-- BRIEF 1 --
Render the records from their first line through the line containing "[(195, 67), (506, 91)]" as a Markdown table with the columns Row and Line, numbering each row and omitting blank lines.

-- TEXT PASSAGE --
◇ ◇ ◇

Then make side-effect ports enforce it.

public final class EmailNotificationAdapter implements NotificationPort {
    @Override
    public void send(NotificationCommand command, RequestContext context) {
        if (context.isShadow()) {
            throw new IllegalStateException("Shadow execution must not send notifications");
        }
        // send email
    }
}

Do not rely on developer memory.

Make illegal side effects fail loudly.

7.2 Shadow Comparison

For read-side replacement, compare:

response shape
semantic equality
latency
dependency calls
authorization decisions
redaction behavior
result ordering
pagination tokens

Example comparison record:

{
  "comparison_id": "cmp_20260705_00091",
  "operation": "GET /cases/{caseId}/summary",
  "stable_status": 200,
  "shadow_status": 200,
  "semantic_match": false,
  "diff_type": "missing_escalation_flag",
  "stable_latency_ms": 87,
  "shadow_latency_ms": 143,
  "trace_id": "6df4..."
}

Shadow traffic should produce evidence, not just confidence.

8. Feature Flags

Feature flags separate deployment from release.

They allow code to exist in production while behavior remains disabled or selectively enabled.

Feature flags are not only booleans.

They can represent:

release toggle
experiment toggle
permission toggle
operational kill switch
migration toggle
tenant capability toggle
algorithm version selection
threshold value

8.1 Flag Taxonomy

Flag Type	Lifetime	Example	Risk
Release flag	Short	Enable new case summary UI	Stale dead code
Experiment flag	Short/medium	Try ranking algorithm B	Biased metrics
Ops flag	Long	Disable external enrichment	Misuse as business logic
Permission flag	Long	Tenant has advanced workflow	Authorization confusion
Migration flag	Short	Read from new projection	Split-brain state

Each flag needs an owner and removal plan.

A feature flag without expiry becomes hidden architecture.

◇ ◇ ◇

-- BRIEF 2 --
Return the full passage on shadow traffic and feature flags word for word.

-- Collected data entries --
◇ ◇ ◇

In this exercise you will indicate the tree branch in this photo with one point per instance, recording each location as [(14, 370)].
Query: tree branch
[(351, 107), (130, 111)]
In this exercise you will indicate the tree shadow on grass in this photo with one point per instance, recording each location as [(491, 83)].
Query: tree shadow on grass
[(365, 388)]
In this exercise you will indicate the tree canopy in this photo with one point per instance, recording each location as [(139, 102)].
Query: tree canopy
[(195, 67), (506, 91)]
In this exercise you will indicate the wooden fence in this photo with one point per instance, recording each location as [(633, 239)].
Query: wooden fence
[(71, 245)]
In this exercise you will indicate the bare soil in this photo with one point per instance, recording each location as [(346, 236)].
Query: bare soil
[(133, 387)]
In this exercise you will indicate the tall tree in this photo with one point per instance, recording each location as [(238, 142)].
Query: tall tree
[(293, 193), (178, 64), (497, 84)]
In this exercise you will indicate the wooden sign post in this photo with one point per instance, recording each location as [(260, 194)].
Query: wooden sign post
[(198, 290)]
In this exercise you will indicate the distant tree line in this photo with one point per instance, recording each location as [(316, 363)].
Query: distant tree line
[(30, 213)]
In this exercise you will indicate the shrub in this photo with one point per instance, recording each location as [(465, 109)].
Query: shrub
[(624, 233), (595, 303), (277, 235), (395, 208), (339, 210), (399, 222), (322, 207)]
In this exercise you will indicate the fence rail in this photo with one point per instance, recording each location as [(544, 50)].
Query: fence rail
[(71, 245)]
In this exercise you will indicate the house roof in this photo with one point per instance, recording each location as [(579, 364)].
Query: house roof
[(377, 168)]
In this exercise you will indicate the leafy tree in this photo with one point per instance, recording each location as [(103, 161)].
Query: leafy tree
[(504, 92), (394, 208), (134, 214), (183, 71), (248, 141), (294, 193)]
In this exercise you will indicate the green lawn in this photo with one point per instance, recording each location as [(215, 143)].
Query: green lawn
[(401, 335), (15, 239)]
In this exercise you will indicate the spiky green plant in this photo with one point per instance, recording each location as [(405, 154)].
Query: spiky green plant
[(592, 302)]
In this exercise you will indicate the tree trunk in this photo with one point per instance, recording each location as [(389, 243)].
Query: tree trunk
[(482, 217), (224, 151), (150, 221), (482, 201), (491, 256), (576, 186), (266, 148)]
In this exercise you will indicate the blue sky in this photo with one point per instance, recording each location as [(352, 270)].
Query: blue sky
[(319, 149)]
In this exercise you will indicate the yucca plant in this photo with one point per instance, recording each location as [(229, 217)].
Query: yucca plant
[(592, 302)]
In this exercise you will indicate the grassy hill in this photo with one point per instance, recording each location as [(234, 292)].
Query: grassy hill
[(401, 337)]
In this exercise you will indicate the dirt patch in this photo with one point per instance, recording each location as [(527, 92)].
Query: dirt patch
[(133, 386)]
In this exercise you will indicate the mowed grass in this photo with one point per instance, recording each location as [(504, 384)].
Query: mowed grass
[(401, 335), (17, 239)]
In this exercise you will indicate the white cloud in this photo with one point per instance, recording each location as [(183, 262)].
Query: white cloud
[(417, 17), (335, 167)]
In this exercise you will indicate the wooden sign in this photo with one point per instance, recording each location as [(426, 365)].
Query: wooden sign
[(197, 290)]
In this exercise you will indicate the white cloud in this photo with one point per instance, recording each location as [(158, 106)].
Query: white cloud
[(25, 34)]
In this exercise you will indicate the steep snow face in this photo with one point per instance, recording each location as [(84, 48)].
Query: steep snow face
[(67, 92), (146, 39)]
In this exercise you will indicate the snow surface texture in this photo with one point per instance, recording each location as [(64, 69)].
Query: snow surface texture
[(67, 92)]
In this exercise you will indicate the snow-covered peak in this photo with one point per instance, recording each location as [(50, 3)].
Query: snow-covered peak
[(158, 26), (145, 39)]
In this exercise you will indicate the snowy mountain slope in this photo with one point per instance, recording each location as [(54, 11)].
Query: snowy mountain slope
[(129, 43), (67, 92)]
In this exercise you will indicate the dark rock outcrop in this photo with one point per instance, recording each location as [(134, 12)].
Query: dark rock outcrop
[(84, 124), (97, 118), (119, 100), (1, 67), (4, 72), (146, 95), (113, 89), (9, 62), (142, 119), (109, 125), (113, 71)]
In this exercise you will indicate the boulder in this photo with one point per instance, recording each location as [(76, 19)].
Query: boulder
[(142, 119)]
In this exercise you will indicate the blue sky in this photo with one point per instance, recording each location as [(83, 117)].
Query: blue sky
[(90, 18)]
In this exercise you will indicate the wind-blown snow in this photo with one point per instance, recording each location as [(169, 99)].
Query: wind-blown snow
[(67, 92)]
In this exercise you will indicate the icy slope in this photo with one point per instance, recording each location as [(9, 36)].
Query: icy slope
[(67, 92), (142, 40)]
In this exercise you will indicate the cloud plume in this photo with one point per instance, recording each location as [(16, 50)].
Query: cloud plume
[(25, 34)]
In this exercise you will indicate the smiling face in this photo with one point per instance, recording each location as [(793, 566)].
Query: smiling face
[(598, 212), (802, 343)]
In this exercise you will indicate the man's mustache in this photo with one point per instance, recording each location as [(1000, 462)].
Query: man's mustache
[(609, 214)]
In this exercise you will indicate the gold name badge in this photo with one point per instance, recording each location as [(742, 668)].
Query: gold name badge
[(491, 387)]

◇ ◇ ◇

-- EXERCISE OUTPUT 1 --
| Row | Line |
|---|---|
| 1 | In this exercise you will indicate the tree branch in this photo with one point per instance, recording each location as [(14, 370)]. |
| 2 | Query: tree branch |
| 3 | [(351, 107), (130, 111)] |
| 4 | In this exercise you will indicate the tree shadow on grass in this photo with one point per instance, recording each location as [(491, 83)]. |
| 5 | Query: tree shadow on grass |
| 6 | [(365, 388)] |
| 7 | In this exercise you will indicate the tree canopy in this photo with one point per instance, recording each location as [(139, 102)]. |
| 8 | Query: tree canopy |
| 9 | [(195, 67), (506, 91)] |

-- EXERCISE OUTPUT 2 --
Then make side-effect ports enforce it.

public final class EmailNotificationAdapter implements NotificationPort {
    @Override
    public void send(NotificationCommand command, RequestContext context) {
        if (context.isShadow()) {
            throw new IllegalStateException("Shadow execution must not send notifications");
        }
        // send email
    }
}

Do not rely on developer memory.

Make illegal side effects fail loudly.

7.2 Shadow Comparison

For read-side replacement, compare:

response shape
semantic equality
latency
dependency calls
authorization decisions
redaction behavior
result ordering
pagination tokens

Example comparison record:

{
  "comparison_id": "cmp_20260705_00091",
  "operation": "GET /cases/{caseId}/summary",
  "stable_status": 200,
  "shadow_status": 200,
  "semantic_match": false,
  "diff_type": "missing_escalation_flag",
  "stable_latency_ms": 87,
  "shadow_latency_ms": 143,
  "trace_id": "6df4..."
}

Shadow traffic should produce evidence, not just confidence.

8. Feature Flags

Feature flags separate deployment from release.

They allow code to exist in production while behavior remains disabled or selectively enabled.

Feature flags are not only booleans.

They can represent:

release toggle
experiment toggle
permission toggle
operational kill switch
migration toggle
tenant capability toggle
algorithm version selection
threshold value

8.1 Flag Taxonomy

Flag Type	Lifetime	Example	Risk
Release flag	Short	Enable new case summary UI	Stale dead code
Experiment flag	Short/medium	Try ranking algorithm B	Biased metrics
Ops flag	Long	Disable external enrichment	Misuse as business logic
Permission flag	Long	Tenant has advanced workflow	Authorization confusion
Migration flag	Short	Read from new projection	Split-brain state

Each flag needs an owner and removal plan.

A feature flag without expiry becomes hidden architecture.